## Required task
Reproduce each of the following items word for word.

## Records supplied
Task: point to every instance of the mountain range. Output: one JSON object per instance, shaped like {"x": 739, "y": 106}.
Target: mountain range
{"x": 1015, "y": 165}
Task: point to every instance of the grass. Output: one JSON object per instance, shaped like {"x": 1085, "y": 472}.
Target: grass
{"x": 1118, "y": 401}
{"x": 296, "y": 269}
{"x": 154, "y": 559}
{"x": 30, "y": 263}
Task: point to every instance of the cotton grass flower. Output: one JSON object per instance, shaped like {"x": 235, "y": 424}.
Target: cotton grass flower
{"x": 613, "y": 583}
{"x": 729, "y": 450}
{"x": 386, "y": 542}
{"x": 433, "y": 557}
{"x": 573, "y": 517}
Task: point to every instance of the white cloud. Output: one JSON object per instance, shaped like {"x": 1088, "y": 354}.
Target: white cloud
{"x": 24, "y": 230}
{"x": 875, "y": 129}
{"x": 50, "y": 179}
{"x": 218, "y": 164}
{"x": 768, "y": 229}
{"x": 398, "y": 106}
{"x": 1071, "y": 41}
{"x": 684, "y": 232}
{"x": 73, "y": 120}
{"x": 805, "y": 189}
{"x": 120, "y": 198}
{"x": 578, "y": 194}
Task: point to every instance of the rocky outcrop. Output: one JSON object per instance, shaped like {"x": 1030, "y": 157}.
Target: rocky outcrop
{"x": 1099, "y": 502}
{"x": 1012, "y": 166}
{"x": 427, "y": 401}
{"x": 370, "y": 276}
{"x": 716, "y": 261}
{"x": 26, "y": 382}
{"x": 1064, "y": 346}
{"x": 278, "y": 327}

## Answer
Task: point to every instance of the mountain range. Output: one JSON object per instance, shaped like {"x": 739, "y": 106}.
Target: mountain range
{"x": 1015, "y": 165}
Task: point to every instance of the grass. Output: one JSON object per instance, shaped like {"x": 1085, "y": 472}.
Target: grass
{"x": 1118, "y": 401}
{"x": 296, "y": 269}
{"x": 154, "y": 559}
{"x": 30, "y": 263}
Task: point to every instance of the cotton grass flower. Output: one JSON object per instance, shaped like {"x": 235, "y": 424}.
Target: cotton grass flower
{"x": 613, "y": 583}
{"x": 729, "y": 450}
{"x": 386, "y": 542}
{"x": 433, "y": 557}
{"x": 573, "y": 517}
Task: point to every instance of the white cloud. Output: one JSON object per instance, shaped like {"x": 1088, "y": 354}.
Target: white cloud
{"x": 24, "y": 230}
{"x": 875, "y": 129}
{"x": 50, "y": 179}
{"x": 218, "y": 164}
{"x": 768, "y": 229}
{"x": 398, "y": 106}
{"x": 1071, "y": 41}
{"x": 684, "y": 232}
{"x": 73, "y": 120}
{"x": 805, "y": 189}
{"x": 120, "y": 198}
{"x": 578, "y": 194}
Task: point to every instance of the rocky outcrop. Output: one JSON object per instance, shaped like {"x": 1030, "y": 157}.
Target: rocky outcrop
{"x": 1099, "y": 502}
{"x": 1012, "y": 166}
{"x": 427, "y": 401}
{"x": 370, "y": 276}
{"x": 716, "y": 261}
{"x": 26, "y": 382}
{"x": 1064, "y": 346}
{"x": 278, "y": 327}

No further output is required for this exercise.